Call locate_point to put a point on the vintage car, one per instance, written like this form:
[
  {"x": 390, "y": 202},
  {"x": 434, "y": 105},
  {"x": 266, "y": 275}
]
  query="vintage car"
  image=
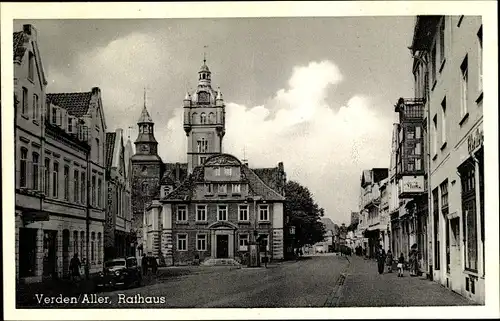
[{"x": 119, "y": 272}]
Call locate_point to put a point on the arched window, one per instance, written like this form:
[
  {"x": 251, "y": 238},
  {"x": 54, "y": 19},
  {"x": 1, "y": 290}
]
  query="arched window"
[{"x": 82, "y": 245}]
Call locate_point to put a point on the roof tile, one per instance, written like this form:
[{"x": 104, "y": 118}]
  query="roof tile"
[{"x": 77, "y": 104}]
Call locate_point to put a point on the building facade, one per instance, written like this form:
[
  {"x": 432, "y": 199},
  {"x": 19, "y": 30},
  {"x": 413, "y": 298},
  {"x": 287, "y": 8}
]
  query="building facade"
[
  {"x": 59, "y": 209},
  {"x": 117, "y": 239},
  {"x": 214, "y": 206},
  {"x": 448, "y": 53}
]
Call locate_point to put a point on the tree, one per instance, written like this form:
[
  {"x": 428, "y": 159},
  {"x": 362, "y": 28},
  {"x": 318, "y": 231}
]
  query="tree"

WHAT YOU ARE ASKED TO DO:
Out of the records above, pull the lines that include the word "instance".

ANSWER BELOW:
Call locate_point to put a point on the vintage car, one per instance, written like this form:
Call locate_point to put a point on the arched window, one per instance, written like this form:
Call locate_point to put a point on the roof tile, one per instance, written like this form:
Call locate_point to put a point on the building facade, one per instance, written like this form:
Call locate_point to put a point on the tree, one per instance, written like this form:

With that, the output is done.